╭──

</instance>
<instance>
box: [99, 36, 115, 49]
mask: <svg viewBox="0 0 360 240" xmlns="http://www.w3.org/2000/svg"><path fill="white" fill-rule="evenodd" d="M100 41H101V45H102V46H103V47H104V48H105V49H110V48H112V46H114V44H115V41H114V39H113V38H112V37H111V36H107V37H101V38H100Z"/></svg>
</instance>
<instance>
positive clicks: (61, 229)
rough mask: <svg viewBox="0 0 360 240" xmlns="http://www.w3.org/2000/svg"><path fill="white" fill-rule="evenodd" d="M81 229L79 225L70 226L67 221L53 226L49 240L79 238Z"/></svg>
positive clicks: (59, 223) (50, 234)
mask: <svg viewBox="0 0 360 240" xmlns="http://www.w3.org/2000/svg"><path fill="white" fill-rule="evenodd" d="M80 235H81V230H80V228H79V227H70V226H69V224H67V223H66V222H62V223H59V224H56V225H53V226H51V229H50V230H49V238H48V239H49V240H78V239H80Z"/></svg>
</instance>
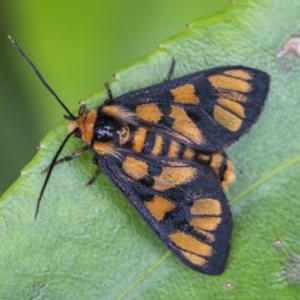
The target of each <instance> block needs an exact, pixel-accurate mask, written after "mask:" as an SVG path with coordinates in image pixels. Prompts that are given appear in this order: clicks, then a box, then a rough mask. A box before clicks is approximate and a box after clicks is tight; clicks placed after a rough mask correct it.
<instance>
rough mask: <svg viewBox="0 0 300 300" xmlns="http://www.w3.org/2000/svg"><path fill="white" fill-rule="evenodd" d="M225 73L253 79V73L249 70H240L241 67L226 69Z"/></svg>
mask: <svg viewBox="0 0 300 300" xmlns="http://www.w3.org/2000/svg"><path fill="white" fill-rule="evenodd" d="M224 74H226V75H230V76H233V77H237V78H241V79H244V80H251V79H252V75H251V74H250V73H249V72H247V71H245V70H239V69H235V70H228V71H225V72H224Z"/></svg>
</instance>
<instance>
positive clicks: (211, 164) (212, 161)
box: [210, 153, 223, 174]
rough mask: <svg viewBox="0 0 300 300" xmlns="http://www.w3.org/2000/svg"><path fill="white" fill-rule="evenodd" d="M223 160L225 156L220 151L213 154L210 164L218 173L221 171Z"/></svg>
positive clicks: (216, 173)
mask: <svg viewBox="0 0 300 300" xmlns="http://www.w3.org/2000/svg"><path fill="white" fill-rule="evenodd" d="M222 162H223V156H222V155H221V154H220V153H214V154H213V155H212V156H211V162H210V166H211V168H212V169H213V170H214V172H215V173H216V174H218V173H219V169H220V166H221V165H222Z"/></svg>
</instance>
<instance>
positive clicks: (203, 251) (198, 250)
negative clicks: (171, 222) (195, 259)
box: [169, 232, 213, 257]
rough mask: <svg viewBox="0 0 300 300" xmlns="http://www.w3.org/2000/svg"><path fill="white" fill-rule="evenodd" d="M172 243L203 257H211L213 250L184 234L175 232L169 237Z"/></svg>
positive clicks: (181, 232) (204, 244)
mask: <svg viewBox="0 0 300 300" xmlns="http://www.w3.org/2000/svg"><path fill="white" fill-rule="evenodd" d="M169 237H170V239H171V241H172V242H173V243H174V244H175V245H176V246H177V247H178V248H180V249H182V250H185V251H188V252H191V253H193V254H197V255H201V256H204V257H206V256H211V255H212V253H213V249H212V247H211V246H210V245H208V244H205V243H203V242H200V241H198V240H197V239H196V238H194V237H193V236H190V235H188V234H186V233H184V232H175V233H172V234H170V235H169Z"/></svg>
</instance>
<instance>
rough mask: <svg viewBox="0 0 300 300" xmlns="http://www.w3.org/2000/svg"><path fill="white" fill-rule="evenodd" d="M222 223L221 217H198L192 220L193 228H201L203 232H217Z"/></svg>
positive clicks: (196, 217) (191, 221)
mask: <svg viewBox="0 0 300 300" xmlns="http://www.w3.org/2000/svg"><path fill="white" fill-rule="evenodd" d="M221 221H222V219H221V218H220V217H209V218H207V217H205V218H201V217H196V218H193V219H191V221H190V224H191V225H192V226H193V227H196V228H200V229H203V230H216V229H217V227H218V225H219V224H220V223H221Z"/></svg>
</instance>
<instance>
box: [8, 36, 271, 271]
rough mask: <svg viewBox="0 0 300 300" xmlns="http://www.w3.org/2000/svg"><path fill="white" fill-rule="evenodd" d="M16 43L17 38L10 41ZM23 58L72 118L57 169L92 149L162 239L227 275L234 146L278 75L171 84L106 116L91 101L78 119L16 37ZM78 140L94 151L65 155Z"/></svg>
mask: <svg viewBox="0 0 300 300" xmlns="http://www.w3.org/2000/svg"><path fill="white" fill-rule="evenodd" d="M10 39H11V38H10ZM11 41H12V43H13V44H14V45H15V46H16V48H17V49H18V51H19V52H20V53H21V55H22V57H23V58H25V60H26V61H27V62H28V63H29V65H30V66H31V67H32V68H33V70H34V71H35V73H36V74H37V76H38V77H39V79H40V80H41V81H42V83H43V84H44V85H45V86H46V88H47V89H48V90H49V91H50V92H51V94H52V95H53V96H54V97H55V98H56V100H57V101H58V102H59V103H60V105H61V106H62V107H63V108H64V110H65V111H66V112H67V114H68V115H67V116H66V118H67V119H69V120H70V123H69V127H68V131H69V133H68V135H67V136H66V138H65V140H64V141H63V142H62V144H61V146H60V148H59V149H58V151H57V152H56V154H55V156H54V158H53V160H52V162H51V164H50V166H49V168H48V169H47V176H46V179H45V181H44V185H43V187H42V190H41V193H40V196H39V199H38V204H37V208H36V216H37V213H38V211H39V207H40V201H41V199H42V196H43V193H44V190H45V187H46V185H47V183H48V180H49V178H50V175H51V173H52V170H53V168H54V166H55V165H57V164H59V163H61V162H64V161H68V160H71V159H73V158H75V157H77V156H79V155H80V154H81V153H83V152H84V151H86V150H90V151H91V153H92V155H93V162H94V163H95V164H96V166H97V170H96V172H95V174H94V175H93V177H92V179H91V180H90V181H89V183H90V184H91V183H92V182H94V180H95V179H96V177H97V175H98V174H99V170H102V171H103V172H104V173H105V174H106V175H107V176H108V177H109V178H110V179H111V181H112V182H113V183H114V184H115V185H116V186H117V187H118V188H119V190H120V191H121V192H122V193H123V195H124V196H125V197H126V198H127V199H128V200H129V202H130V203H131V204H132V206H133V207H134V208H135V209H136V211H137V212H138V213H139V214H140V216H141V217H142V218H143V219H144V220H145V221H146V222H147V223H148V225H149V226H150V227H151V229H152V230H153V231H154V232H155V233H156V234H157V236H158V237H159V238H160V239H161V240H162V242H163V243H164V244H165V245H166V246H167V247H168V248H169V249H170V251H171V252H173V254H175V255H176V256H177V257H178V258H179V259H180V260H181V261H182V262H184V263H185V264H187V265H188V266H189V267H191V268H193V269H195V270H197V271H200V272H203V273H207V274H220V273H222V271H223V270H224V267H225V264H226V260H227V257H228V253H229V248H230V236H231V230H232V218H231V213H230V208H229V204H228V202H227V199H226V196H225V194H224V190H226V189H227V188H228V187H229V186H230V184H231V183H232V181H233V180H234V167H233V164H232V162H231V160H230V159H229V158H228V156H227V155H226V153H225V152H224V149H225V148H226V147H228V146H229V145H231V144H232V143H233V142H235V141H236V140H237V139H238V138H240V137H241V136H242V135H243V134H244V133H246V132H247V131H248V130H249V129H250V127H251V126H252V125H253V124H254V123H255V122H256V120H257V118H258V116H259V115H260V113H261V111H262V108H263V105H264V102H265V99H266V96H267V94H268V89H269V81H270V79H269V76H268V75H267V74H266V73H265V72H263V71H260V70H257V69H252V68H248V67H244V66H223V67H216V68H212V69H209V70H205V71H199V72H196V73H193V74H188V75H185V76H183V77H180V78H176V79H170V77H171V76H172V73H173V69H174V63H172V65H171V68H170V71H169V73H168V76H167V78H168V80H166V81H164V82H162V83H159V84H156V85H153V86H149V87H146V88H142V89H139V90H135V91H131V92H129V93H126V94H123V95H121V96H119V97H116V98H114V97H113V95H112V92H111V90H110V88H109V86H108V85H106V87H107V91H108V96H109V97H108V100H106V101H105V102H104V103H103V104H102V105H100V106H99V107H98V108H97V110H90V109H88V107H87V106H86V105H85V104H83V105H81V106H80V108H79V113H78V116H74V115H73V114H72V113H71V112H70V111H69V110H68V108H67V107H66V106H65V105H64V104H63V102H62V101H61V100H60V98H59V97H58V96H57V94H56V93H55V92H54V91H53V90H52V89H51V87H50V86H49V85H48V84H47V83H46V81H45V80H44V78H43V77H42V75H41V74H40V73H39V71H38V70H37V68H36V67H35V66H34V64H33V63H32V62H31V61H30V60H29V58H28V57H27V56H26V55H25V53H24V52H23V51H22V50H21V49H20V47H19V46H18V45H17V43H16V42H15V41H14V40H12V39H11ZM71 136H75V137H77V138H81V139H82V140H83V142H84V146H83V147H82V148H80V149H79V150H77V151H75V152H74V153H72V154H71V155H68V156H66V157H63V158H60V159H58V157H59V154H60V153H61V151H62V149H63V147H64V146H65V144H66V143H67V141H68V139H69V138H70V137H71Z"/></svg>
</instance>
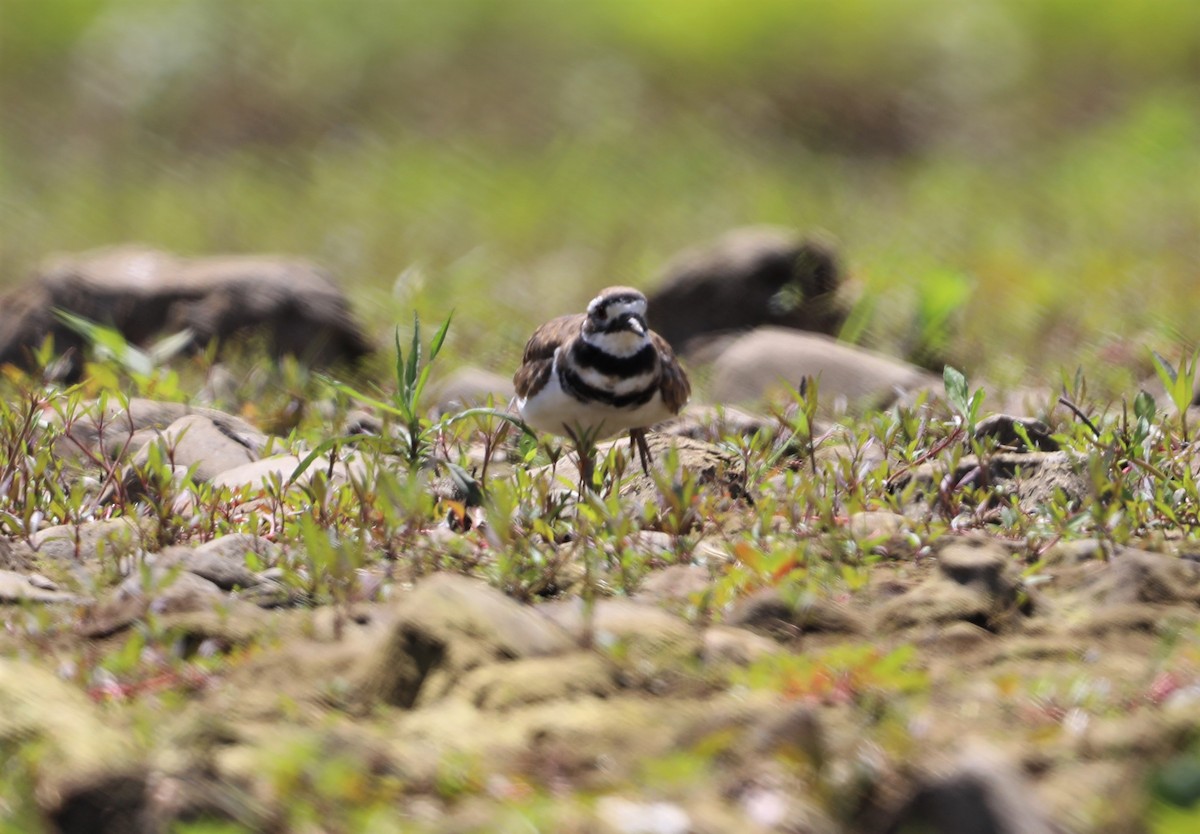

╰──

- The problem
Print only what lies in the material above starting at the line with "box: [210, 153, 223, 174]" and ending at the line with "box: [8, 36, 271, 271]", every line exactly as given.

- Task result
box: [210, 153, 223, 174]
rough mask: <svg viewBox="0 0 300 300" xmlns="http://www.w3.org/2000/svg"><path fill="white" fill-rule="evenodd" d="M223 160L225 156L220 151L213 154L210 164L218 173L221 171Z"/></svg>
positive clicks: (216, 173)
mask: <svg viewBox="0 0 300 300" xmlns="http://www.w3.org/2000/svg"><path fill="white" fill-rule="evenodd" d="M222 162H223V156H222V155H221V154H220V153H214V154H213V155H212V156H211V162H210V166H211V168H212V169H213V170H214V172H215V173H216V174H218V173H219V169H220V166H221V165H222Z"/></svg>
</instance>
<instance>
positive clicks: (203, 251) (198, 250)
negative clicks: (171, 222) (195, 259)
box: [169, 232, 213, 257]
rough mask: <svg viewBox="0 0 300 300" xmlns="http://www.w3.org/2000/svg"><path fill="white" fill-rule="evenodd" d="M172 243L203 257H211L213 250L184 234L175 232L169 237Z"/></svg>
positive clicks: (181, 232) (204, 244)
mask: <svg viewBox="0 0 300 300" xmlns="http://www.w3.org/2000/svg"><path fill="white" fill-rule="evenodd" d="M169 237H170V239H171V241H172V242H173V243H174V244H175V245H176V246H177V247H178V248H180V249H182V250H185V251H188V252H191V253H193V254H197V255H201V256H204V257H206V256H211V255H212V253H213V249H212V247H211V246H210V245H208V244H205V243H203V242H200V241H198V240H197V239H196V238H194V237H193V236H190V235H188V234H186V233H184V232H175V233H172V234H170V235H169Z"/></svg>
</instance>
<instance>
rough mask: <svg viewBox="0 0 300 300" xmlns="http://www.w3.org/2000/svg"><path fill="white" fill-rule="evenodd" d="M222 223L221 217H198L192 220L193 228H201L203 232H217Z"/></svg>
positive clicks: (196, 217) (191, 221)
mask: <svg viewBox="0 0 300 300" xmlns="http://www.w3.org/2000/svg"><path fill="white" fill-rule="evenodd" d="M221 221H222V219H221V218H220V217H209V218H207V217H205V218H201V217H196V218H193V219H191V221H190V224H191V225H192V226H193V227H196V228H200V229H203V230H216V229H217V227H218V225H219V224H220V223H221Z"/></svg>
</instance>
<instance>
box: [8, 36, 271, 271]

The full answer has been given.